* [KUTIPAN HALAMAN]
=-=-=-=-=

Menurut the U.S. Code (2008), terorisme
didefinisikan sebagai: "Premeditated,
politically motivated violence perpetrated against noncombatant targets by
subnational groups or clandestine agents" (Baker, 2015). Definisi
tersebut menyebutkan bahwa terorisme merupakan tindakan terencana dan memiliki
motivasi politik, yang dilakukan oleh kelompok tertentu dan ditujukan kepada
masyarakat sipil.
Definisi lain mengenai terorisme
disampaikan oleh Picucci (2008), yaitu: "The
act of destroying or injuring civilian lives or the act of destroying or
damaging civilian or government property without the expressly chartered
permission of a specific government, thus, by individuals or groups
independently or governments on their own accord and belief, in the attempt to
effect some political change" (Baker, 2015). Picucci menyatakan bahwa
terorisme merupakan aksi pengrusakan properti negara dan keselamatan warga
sipil yang dilakukan oleh individu, kelompok independen, atau bahkan negara,
yang ditujukan untuk menimbulkan
pengaruh politik tertentu.
Terorisme
dan Imbasnya terhadap Turisme
Terorisme dan pariwisata merupakan dua
hal yang saling bertautan. Aksi teror dapat menghambat kegiatan pariwisata.

=-=-=-=-=

Catatan yang diekstrak
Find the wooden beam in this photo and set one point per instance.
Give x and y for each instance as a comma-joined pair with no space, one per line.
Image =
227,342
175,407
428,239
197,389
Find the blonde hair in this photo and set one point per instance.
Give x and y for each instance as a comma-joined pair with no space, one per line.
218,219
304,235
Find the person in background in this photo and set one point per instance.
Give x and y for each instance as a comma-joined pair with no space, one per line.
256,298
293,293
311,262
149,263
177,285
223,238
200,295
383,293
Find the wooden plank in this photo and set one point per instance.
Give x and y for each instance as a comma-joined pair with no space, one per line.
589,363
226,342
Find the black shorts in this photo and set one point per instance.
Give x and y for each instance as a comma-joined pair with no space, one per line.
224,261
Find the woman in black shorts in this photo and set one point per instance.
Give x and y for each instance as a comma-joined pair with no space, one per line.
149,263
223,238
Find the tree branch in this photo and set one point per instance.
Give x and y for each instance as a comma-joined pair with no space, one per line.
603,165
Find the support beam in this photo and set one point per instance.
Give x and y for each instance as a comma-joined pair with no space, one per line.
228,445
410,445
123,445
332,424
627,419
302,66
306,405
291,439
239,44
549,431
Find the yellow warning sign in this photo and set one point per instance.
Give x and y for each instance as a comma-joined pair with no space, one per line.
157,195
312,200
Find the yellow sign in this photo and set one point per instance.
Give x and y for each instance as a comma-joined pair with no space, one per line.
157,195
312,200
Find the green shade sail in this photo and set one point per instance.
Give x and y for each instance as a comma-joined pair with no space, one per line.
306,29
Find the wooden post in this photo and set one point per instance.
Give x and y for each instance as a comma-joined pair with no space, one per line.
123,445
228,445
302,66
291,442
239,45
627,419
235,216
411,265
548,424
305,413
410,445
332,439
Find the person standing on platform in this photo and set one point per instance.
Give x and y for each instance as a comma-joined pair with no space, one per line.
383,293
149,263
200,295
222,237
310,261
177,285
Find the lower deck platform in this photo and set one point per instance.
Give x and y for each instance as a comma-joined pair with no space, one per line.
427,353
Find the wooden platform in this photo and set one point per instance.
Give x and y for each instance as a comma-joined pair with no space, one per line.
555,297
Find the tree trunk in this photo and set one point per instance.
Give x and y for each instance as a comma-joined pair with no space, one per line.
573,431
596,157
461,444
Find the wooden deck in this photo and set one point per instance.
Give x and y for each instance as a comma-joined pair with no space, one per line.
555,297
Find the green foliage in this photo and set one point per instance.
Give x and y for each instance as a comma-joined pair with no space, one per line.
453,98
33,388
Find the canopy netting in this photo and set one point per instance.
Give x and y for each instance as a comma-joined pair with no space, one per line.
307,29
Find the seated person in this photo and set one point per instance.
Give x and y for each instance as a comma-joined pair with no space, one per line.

=-=-=-=-=

Dapatkah Anda mengambil bagian kutipan tentang terorisme dari "Definisi lain mengenai" sampai "pengaruh politik tertentu.", kata demi kata tanpa perubahan? Catatan ini tidak ada hubungannya dengan kutipan tentang terorisme.

Definisi lain mengenai terorisme
disampaikan oleh Picucci (2008), yaitu: "The
act of destroying or injuring civilian lives or the act of destroying or
damaging civilian or government property without the expressly chartered
permission of a specific government, thus, by individuals or groups
independently or governments on their own accord and belief, in the attempt to
effect some political change" (Baker, 2015). Picucci menyatakan bahwa
terorisme merupakan aksi pengrusakan properti negara dan keselamatan warga
sipil yang dilakukan oleh individu, kelompok independen, atau bahkan negara,
yang ditujukan untuk menimbulkan
pengaruh politik tertentu.